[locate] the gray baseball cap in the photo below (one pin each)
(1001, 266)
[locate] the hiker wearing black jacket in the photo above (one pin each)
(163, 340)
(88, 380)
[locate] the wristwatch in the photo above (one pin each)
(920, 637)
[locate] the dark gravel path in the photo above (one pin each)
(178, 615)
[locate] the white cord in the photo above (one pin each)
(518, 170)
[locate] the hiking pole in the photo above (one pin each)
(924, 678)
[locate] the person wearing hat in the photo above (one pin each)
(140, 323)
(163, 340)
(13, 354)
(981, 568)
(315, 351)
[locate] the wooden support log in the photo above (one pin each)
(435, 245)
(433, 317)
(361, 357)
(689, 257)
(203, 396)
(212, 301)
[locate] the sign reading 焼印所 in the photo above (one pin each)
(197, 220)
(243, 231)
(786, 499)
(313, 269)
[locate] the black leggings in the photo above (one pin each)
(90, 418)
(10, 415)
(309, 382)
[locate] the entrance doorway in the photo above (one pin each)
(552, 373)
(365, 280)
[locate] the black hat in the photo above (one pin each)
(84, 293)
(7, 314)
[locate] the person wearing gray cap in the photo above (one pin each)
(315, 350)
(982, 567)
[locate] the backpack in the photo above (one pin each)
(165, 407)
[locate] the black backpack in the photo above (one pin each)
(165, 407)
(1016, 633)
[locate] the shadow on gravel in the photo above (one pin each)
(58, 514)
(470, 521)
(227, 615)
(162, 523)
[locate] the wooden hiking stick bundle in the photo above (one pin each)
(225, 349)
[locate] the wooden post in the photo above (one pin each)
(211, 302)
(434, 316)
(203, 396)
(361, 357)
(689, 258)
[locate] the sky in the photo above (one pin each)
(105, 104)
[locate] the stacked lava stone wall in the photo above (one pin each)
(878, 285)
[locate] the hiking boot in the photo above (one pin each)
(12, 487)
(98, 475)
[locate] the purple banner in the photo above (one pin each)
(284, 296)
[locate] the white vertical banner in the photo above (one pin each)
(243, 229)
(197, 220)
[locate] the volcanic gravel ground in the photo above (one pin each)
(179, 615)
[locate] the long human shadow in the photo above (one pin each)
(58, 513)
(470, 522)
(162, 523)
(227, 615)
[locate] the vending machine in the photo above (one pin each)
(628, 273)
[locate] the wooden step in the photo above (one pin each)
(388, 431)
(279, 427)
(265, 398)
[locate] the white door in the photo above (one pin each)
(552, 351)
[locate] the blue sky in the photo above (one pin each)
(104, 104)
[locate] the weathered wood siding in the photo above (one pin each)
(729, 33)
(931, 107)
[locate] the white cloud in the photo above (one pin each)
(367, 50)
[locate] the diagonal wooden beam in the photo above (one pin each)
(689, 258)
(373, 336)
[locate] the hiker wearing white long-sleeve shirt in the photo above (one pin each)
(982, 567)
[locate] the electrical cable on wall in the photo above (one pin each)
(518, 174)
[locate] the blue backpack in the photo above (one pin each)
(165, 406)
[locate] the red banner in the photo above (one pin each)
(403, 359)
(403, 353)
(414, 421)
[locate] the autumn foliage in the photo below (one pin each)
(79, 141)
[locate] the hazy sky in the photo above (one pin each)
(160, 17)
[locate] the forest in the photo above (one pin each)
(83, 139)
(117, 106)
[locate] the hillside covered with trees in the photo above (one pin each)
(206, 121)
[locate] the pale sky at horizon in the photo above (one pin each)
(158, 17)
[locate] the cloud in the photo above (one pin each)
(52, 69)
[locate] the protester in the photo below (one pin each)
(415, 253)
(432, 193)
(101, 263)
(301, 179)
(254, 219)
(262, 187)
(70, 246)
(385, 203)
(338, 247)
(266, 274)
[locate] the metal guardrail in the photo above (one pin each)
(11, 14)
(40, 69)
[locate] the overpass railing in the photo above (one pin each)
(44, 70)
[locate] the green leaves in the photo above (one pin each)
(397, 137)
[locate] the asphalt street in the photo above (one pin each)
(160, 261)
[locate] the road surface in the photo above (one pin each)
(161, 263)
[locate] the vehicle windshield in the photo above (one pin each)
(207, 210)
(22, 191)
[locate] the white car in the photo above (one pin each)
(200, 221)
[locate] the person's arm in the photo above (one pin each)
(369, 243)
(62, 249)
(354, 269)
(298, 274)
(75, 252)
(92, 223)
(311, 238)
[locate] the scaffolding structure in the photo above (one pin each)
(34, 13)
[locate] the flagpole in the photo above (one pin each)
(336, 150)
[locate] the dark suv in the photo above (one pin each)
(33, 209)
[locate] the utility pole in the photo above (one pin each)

^^^^^^^^

### WHAT YOU NEED TO DO
Reproduce all of the entries word for word.

### TASK RESPONSE
[locate] the gray baseball cap in the photo below (one pin each)
(1001, 266)
[locate] the hiker wearing black jacket in the photo above (one pin each)
(163, 340)
(88, 380)
[locate] the wristwatch in the photo above (one pin each)
(920, 637)
[locate] the dark gravel path in the photo above (one pin each)
(178, 615)
[locate] the white cord in the photo above (one pin each)
(518, 170)
[locate] the hiking pole in the photo above (one pin each)
(924, 678)
[locate] the person wearing hat in the photo above (one pin each)
(140, 323)
(163, 340)
(13, 354)
(981, 568)
(315, 351)
[locate] the wooden support log in the photo above (one pin each)
(435, 245)
(433, 317)
(361, 357)
(689, 257)
(203, 396)
(212, 301)
[locate] the sign reading 焼印所 in the photo above (one pin each)
(197, 220)
(243, 231)
(786, 499)
(313, 269)
[locate] the black leggings in the photo above (one pin each)
(90, 418)
(10, 415)
(309, 382)
[locate] the entrance doorway in the photo above (one pin each)
(552, 373)
(365, 280)
[locate] the black hat in the photo above (one pin each)
(84, 293)
(7, 314)
[locate] the person wearing gray cap in the photo above (one pin each)
(315, 350)
(982, 567)
[locate] the backpack in the photo above (one pin each)
(165, 407)
[locate] the black backpack in the photo above (one pin each)
(165, 407)
(1016, 633)
[locate] the shadow on gravel in the photo above (one pin each)
(58, 514)
(470, 521)
(227, 615)
(162, 523)
[locate] the wooden hiking stick bundle in the photo above (one pin each)
(225, 349)
[locate] the wooden post in the photo above (one pin each)
(211, 302)
(434, 316)
(203, 396)
(361, 357)
(689, 258)
[locate] the sky in the photo above (one pin each)
(105, 104)
[locate] the stacked lava stone wall in the photo above (one pin each)
(878, 285)
[locate] the hiking boot in the photo above (one pin each)
(12, 487)
(98, 475)
[locate] the purple banner in the photo above (one pin each)
(284, 296)
[locate] the white vertical banner in the photo above (one pin each)
(243, 229)
(197, 220)
[locate] the volcanic gravel ground in the photo above (one pin each)
(179, 615)
[locate] the long human shadow in the photo above (one pin each)
(58, 513)
(470, 522)
(162, 523)
(227, 615)
[locate] the vending machine in the photo above (one pin each)
(628, 273)
[locate] the wooden step in the photo above (one pin each)
(388, 431)
(279, 427)
(265, 398)
[locate] the white door in the photo above (one pin each)
(552, 351)
[locate] the blue sky in the photo above (one pin each)
(104, 104)
[locate] the weathered wood siding in the photo above (one pin each)
(729, 33)
(931, 107)
[locate] the white cloud in the photo above (one pin each)
(367, 50)
[locate] the diagonal wooden beam in the photo above (one pin each)
(689, 258)
(373, 336)
[locate] the hiker wearing white long-sleeve shirt in the photo above (one pin each)
(982, 567)
[locate] the electrical cable on wall in the photo above (one pin each)
(518, 174)
[locate] the blue backpack in the photo above (one pin each)
(165, 406)
[locate] the red banner in the photo above (one pin each)
(403, 359)
(403, 353)
(414, 421)
[locate] the autumn foliage in the photo below (one pin each)
(79, 141)
[locate] the hazy sky in the photo above (one pin each)
(160, 17)
[locate] the forest in the photo above (one pin each)
(83, 139)
(117, 106)
[locate] the hillside covered with trees in the photo above (one pin each)
(206, 121)
[locate] the pale sky at horizon in the photo above (one pin each)
(158, 17)
[locate] the cloud in the photo above (one pin each)
(52, 69)
[locate] the protester in the photo below (one pin each)
(415, 253)
(432, 193)
(101, 263)
(301, 179)
(254, 219)
(262, 187)
(70, 246)
(385, 203)
(338, 247)
(266, 274)
[locate] the metal guardrail in the photo above (one pin each)
(11, 14)
(40, 69)
[locate] the overpass railing in the photo above (one pin each)
(44, 70)
[locate] the green leaves in the photo above (one pin each)
(397, 137)
[locate] the asphalt street in the photo above (one pin each)
(160, 261)
[locate] the road surface in the photo above (one pin each)
(161, 263)
[locate] the vehicle windshield in the photo above (one pin each)
(207, 210)
(22, 191)
[locate] the white car in the photo above (one pin each)
(200, 221)
[locate] the person's arm in the photo above (one pin each)
(369, 243)
(62, 249)
(354, 269)
(298, 274)
(75, 252)
(92, 223)
(311, 238)
[locate] the scaffolding structure in the photo above (one pin each)
(34, 13)
[locate] the flagpole in the photo above (one pin each)
(336, 150)
[locate] the dark suv in the photo above (one pin each)
(33, 209)
[locate] the utility pole in the photo above (one pin each)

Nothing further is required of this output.